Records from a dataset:
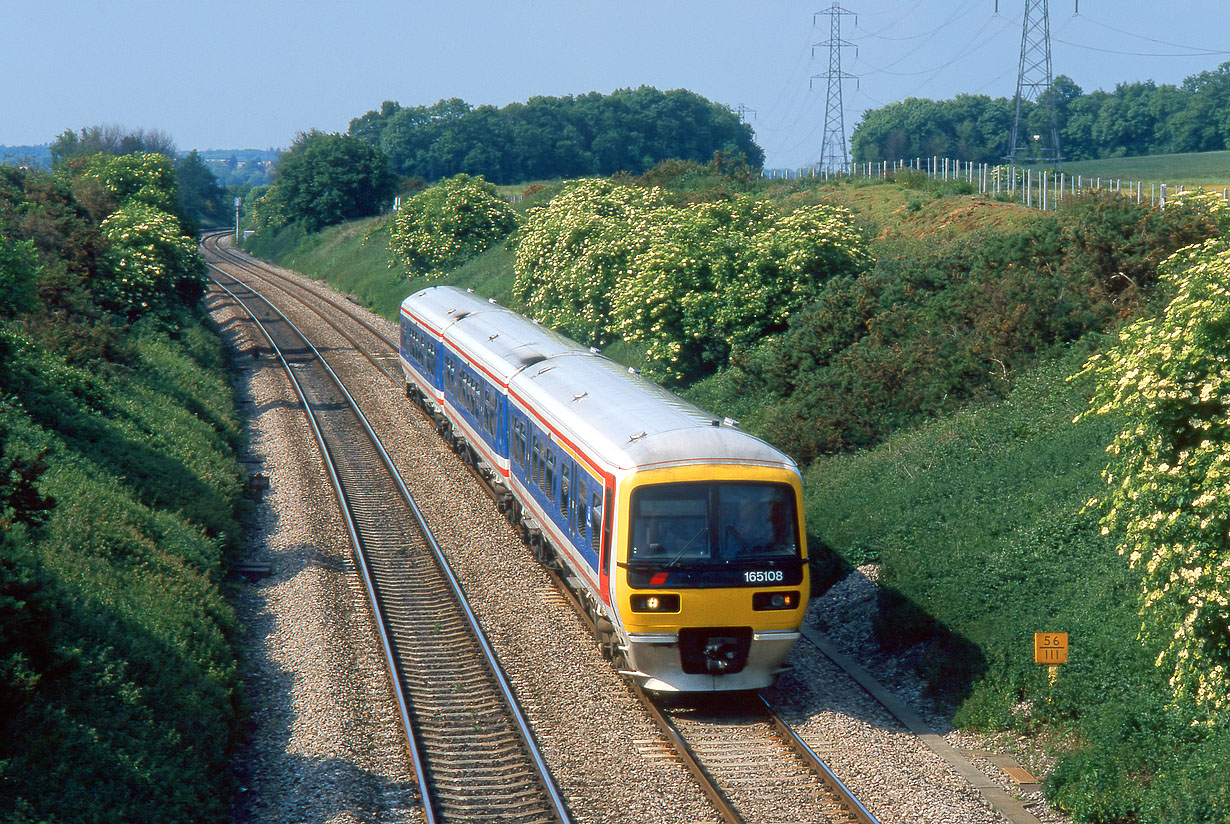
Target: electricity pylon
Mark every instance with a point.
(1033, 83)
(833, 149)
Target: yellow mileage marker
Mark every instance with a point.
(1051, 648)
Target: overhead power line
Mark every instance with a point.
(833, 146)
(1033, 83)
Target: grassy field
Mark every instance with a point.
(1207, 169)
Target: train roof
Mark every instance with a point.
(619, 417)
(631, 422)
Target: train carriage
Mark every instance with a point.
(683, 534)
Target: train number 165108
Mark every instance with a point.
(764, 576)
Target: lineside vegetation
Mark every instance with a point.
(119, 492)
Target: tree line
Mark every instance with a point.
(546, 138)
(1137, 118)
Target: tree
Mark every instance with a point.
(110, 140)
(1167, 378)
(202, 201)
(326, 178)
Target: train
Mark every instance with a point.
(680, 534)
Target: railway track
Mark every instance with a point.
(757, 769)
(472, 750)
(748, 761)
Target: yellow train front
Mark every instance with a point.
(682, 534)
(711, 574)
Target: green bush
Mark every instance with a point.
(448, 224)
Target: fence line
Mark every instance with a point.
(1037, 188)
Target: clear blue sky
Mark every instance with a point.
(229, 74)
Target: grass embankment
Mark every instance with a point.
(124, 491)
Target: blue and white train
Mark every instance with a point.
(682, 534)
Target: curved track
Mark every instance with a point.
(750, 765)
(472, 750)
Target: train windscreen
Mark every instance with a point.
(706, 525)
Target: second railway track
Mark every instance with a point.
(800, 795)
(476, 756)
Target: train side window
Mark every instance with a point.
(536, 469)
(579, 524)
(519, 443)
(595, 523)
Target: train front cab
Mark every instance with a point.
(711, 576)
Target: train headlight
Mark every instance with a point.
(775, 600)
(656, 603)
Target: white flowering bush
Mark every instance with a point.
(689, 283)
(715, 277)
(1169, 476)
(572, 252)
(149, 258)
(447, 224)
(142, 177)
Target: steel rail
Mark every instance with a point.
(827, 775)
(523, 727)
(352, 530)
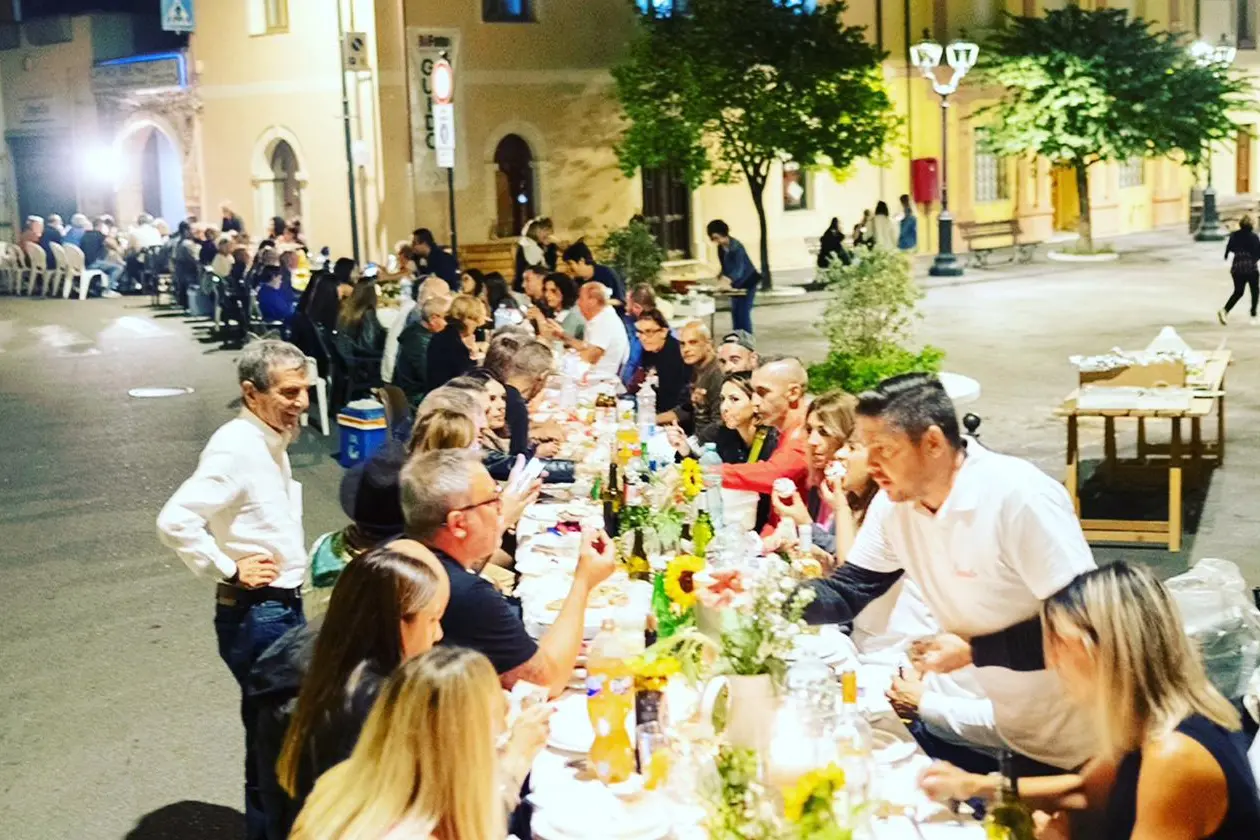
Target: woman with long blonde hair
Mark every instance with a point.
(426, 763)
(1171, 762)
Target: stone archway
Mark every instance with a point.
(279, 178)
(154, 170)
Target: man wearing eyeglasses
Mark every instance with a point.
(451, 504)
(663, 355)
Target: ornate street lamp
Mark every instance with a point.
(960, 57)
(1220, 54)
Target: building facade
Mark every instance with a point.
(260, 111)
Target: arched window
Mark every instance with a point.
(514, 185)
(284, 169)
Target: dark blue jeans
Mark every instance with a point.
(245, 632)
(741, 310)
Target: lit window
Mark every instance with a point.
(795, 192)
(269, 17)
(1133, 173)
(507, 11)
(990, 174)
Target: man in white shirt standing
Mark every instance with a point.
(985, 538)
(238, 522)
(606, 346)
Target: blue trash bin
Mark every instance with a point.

Your instructions » Every record above should reappear exactly, with the pictures gone.

Exercise answer »
Target: electricity pylon
Mark every instance with a point.
(1033, 83)
(833, 149)
Target: yellow mileage marker
Mark every instance with a point.
(1051, 648)
Target: overhead power line
Mark every instance with a point.
(833, 146)
(1033, 83)
Target: grassy field
Mark every instance with a point.
(1207, 169)
Target: train roof
Mark every instance with a point.
(619, 417)
(631, 422)
Target: train carriage
Mark every instance with a point.
(683, 534)
Target: train number 165108
Mark every instance with a point.
(764, 576)
Target: lineside vegetation
Mark every instance with a point.
(119, 492)
Target: tree line
Mark every instance with a point.
(546, 138)
(1137, 118)
Target: tree
Mark every instance with a point.
(110, 140)
(1167, 378)
(202, 201)
(326, 178)
Target: train
Mark every instance with a point.
(680, 534)
Target: railway track
Mark every instance with a point.
(757, 769)
(472, 750)
(748, 761)
Target: yellow train front
Mark every instance with a point.
(682, 534)
(711, 574)
Target: green bush
Mark every instance with a point.
(448, 224)
Target: fence line
Mark every instance with a point.
(1037, 188)
Target: clear blue sky
Mark every instance with a point.
(229, 74)
Target: grass embankment
Mark every instance with a point.
(124, 491)
Target: blue and white train
Mark every instance with a point.
(682, 534)
Target: curved track
Mark every instance with a point.
(750, 765)
(472, 750)
Target: train windscreen
Mark every instance with a point.
(706, 525)
Target: second railway track
Mark every instance with a point.
(800, 795)
(476, 756)
Target: train side window
Mark every instance with a point.
(536, 469)
(579, 524)
(519, 443)
(595, 523)
Target: train front cab
Mark every instance with a point.
(711, 576)
Target: train headlight
Mark every instance with a point.
(775, 600)
(656, 603)
Target: white flowering bush
Mark every instance with a point.
(689, 283)
(715, 277)
(1169, 476)
(572, 252)
(149, 258)
(447, 224)
(142, 177)
Target: steel rail
Mark every instance with a point.
(827, 775)
(523, 727)
(352, 530)
Target: woman with long blonde hair
Mark every instance with a point.
(426, 763)
(1171, 762)
Target: stone archway
Mark every instance with a point.
(279, 178)
(154, 170)
Target: man wearing eyeglasses
Mark every instance with a point.
(451, 504)
(663, 355)
Target: ornate street lamp
Mark every instance with a point.
(960, 57)
(1220, 54)
Target: building facade
Mark every instance with a point.
(260, 111)
Target: arched window
Mark every instance with a point.
(514, 185)
(284, 169)
Target: dark blue jeans
Mark every instance with a point.
(245, 632)
(741, 310)
Target: lit window
Mark every instance with a point.
(795, 192)
(269, 17)
(1133, 173)
(507, 11)
(990, 174)
Target: man in white shirt standing
Mark every instance with a point.
(985, 538)
(238, 522)
(606, 346)
Target: blue trash bin
Mark every instance with a point.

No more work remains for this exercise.